*PASSAGE*.
━━━━━━
What Is Regenerative Tourism And Why Is It Becoming More Important To Travelers?

The COVID-19 pandemic taught the world quite a few things about health and how well (or not so well) humans can adapt to major lifestyle disruptions. Among the headlines were the positive environmental effects of millions of people staying at home for months. Additionally, while digital nomads existed before COVID-19, the resulting transformation of the workplace increased the number of these remote workers who are able to travel more often or work from all over the world.

Traveling for any purpose has been known to have detrimental effects on the environment. As worldwide travel continues to increase, environmental and overtourism concerns loom more and more. Thankfully, travelers and tourism professionals are becoming more conscious of their actions and impacts through regenerative travel or regenerative tourism. This means that instead of only focusing on sustainable travel, which can include using public transportation or reef-safe sunscreen, people are also supporting organizations and engaging in activities that aim to improve the land around them while continuing to travel.

Tourists can volunteer with environmental nonprofits

When learning about the human causes of climate change or something more specific like plastic ingestion among animals, traveling can make people feel like they are only adding to the problems. This is why regenerative tourism is important. Regenerative tourism helps people travel with a purpose and makes them feel that they not only enjoyed some beautiful sights, but also helped ensure people can continue enjoying such sights in the future.

Nonprofits working to improve the environment often use support from volunteers to achieve their missions. For example, the Surf Rider Foundation aims to clean trash from beaches and promote best practices for spending time in and out of the water without harming the land or its wildlife. It has chapters located all over the United States, and tourists can take part in regenerative tourism by volunteering with its coastline cleanups. The foundation has chapters all over the United States, and its website outlines volunteer opportunities.

Hotels around the world are partnering with conservation efforts

Regenerative travel is a social and environmental movement, but also an organization. Helmed by Amanda Ho, Regenerative Travel is an organization creating a network of hotels that are working toward positive environmental impacts. Its website explains that sustainability and positive impact are not the same things because sustainability is only impact reduction. "Regeneration is moving beyond sustainability to create net-positive impact," the website states. Through membership opportunities, Regenerative Travel helps travelers connect with lodging options that are part of the network. Business memberships can advertise themselves to these conscious travelers while also becoming a part of Regenerative Travel's community events.

Among the lodging organizations aiming to take part in regenerative tourism is the Rewa Eco-Lodge in Guyana. Employees at this lodge work alongside foundations and biologists to research the arapaima fish. If you want to try your hand at catch-and-release fishing for these 400-pound aquatic predators, guides at Rewa can help — all while gathering population data for this integral species.
━━━━━━
*RAW DATA*.

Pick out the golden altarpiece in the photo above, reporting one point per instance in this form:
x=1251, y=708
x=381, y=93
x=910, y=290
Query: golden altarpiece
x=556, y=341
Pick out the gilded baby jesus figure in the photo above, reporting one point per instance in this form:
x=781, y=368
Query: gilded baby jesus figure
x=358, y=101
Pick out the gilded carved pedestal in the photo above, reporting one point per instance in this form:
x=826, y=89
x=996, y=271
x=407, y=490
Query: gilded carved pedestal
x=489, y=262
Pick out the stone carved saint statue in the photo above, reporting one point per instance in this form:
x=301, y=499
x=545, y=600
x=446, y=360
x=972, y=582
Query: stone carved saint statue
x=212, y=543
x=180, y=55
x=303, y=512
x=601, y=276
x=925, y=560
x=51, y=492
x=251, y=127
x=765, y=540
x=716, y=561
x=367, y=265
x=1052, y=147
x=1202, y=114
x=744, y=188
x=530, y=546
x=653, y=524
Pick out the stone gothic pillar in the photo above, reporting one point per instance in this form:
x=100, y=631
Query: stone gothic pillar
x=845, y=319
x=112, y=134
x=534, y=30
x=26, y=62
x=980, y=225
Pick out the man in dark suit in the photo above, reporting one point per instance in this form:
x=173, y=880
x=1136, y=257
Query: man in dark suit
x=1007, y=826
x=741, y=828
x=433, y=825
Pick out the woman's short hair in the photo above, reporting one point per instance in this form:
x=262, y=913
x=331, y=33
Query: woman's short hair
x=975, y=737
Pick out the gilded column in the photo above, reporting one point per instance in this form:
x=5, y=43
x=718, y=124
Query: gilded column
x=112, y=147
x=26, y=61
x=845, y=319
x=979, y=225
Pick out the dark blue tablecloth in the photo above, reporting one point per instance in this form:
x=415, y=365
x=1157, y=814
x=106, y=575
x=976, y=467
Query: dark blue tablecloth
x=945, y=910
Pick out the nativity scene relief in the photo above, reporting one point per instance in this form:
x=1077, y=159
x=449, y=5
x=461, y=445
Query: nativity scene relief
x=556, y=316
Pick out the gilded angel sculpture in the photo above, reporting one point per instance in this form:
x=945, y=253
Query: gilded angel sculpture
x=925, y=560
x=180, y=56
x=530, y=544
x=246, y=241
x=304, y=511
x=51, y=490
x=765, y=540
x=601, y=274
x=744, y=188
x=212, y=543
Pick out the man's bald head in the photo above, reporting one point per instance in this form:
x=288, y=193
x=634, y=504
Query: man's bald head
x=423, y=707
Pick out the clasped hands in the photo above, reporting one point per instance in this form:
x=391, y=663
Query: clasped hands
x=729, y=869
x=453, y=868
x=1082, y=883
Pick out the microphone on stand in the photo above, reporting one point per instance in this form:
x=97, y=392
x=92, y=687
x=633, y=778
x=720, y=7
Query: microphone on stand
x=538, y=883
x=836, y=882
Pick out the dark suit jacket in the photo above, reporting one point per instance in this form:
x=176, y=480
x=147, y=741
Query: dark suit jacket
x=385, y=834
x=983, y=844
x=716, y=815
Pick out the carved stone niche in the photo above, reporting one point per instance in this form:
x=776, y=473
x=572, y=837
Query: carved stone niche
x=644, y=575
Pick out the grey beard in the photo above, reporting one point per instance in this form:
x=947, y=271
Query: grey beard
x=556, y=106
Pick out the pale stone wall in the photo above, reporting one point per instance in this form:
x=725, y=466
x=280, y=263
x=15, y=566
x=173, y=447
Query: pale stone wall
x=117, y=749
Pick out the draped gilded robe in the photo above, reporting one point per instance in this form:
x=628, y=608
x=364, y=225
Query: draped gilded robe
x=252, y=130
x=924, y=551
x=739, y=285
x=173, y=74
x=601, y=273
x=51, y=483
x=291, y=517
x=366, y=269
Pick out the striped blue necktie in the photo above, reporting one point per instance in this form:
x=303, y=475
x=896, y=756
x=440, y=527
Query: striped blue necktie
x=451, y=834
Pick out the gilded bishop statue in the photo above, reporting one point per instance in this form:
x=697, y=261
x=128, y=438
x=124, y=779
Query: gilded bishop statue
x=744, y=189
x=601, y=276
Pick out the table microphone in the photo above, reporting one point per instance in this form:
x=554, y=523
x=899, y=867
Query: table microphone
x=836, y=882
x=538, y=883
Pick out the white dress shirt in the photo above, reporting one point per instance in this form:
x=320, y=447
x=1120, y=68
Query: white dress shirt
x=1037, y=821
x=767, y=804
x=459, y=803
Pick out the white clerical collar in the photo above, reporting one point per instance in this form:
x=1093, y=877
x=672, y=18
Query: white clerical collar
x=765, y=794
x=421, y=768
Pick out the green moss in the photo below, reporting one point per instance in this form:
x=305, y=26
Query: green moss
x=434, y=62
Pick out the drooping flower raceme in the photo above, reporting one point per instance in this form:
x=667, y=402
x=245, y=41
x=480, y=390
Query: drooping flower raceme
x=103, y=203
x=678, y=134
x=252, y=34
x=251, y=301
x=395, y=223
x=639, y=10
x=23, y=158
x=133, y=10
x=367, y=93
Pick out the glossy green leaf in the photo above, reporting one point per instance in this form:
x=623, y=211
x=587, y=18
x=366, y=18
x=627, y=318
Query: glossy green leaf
━━━━━━
*WHAT THIS TASK INVOLVES*. Condense the article on regenerative tourism into two sentences.

*TASK RESULT*. Regenerative tourism goes beyond sustainable travel: travelers also support organizations and take part in activities that aim to improve the land around them, such as volunteering with the Surf Rider Foundation's coastline cleanups. Lodging is joining in too, through Regenerative Travel, an organization building a network of hotels that work toward net-positive environmental impact, and through the Rewa Eco-Lodge in Guyana, where guided catch-and-release fishing helps gather population data on the arapaima.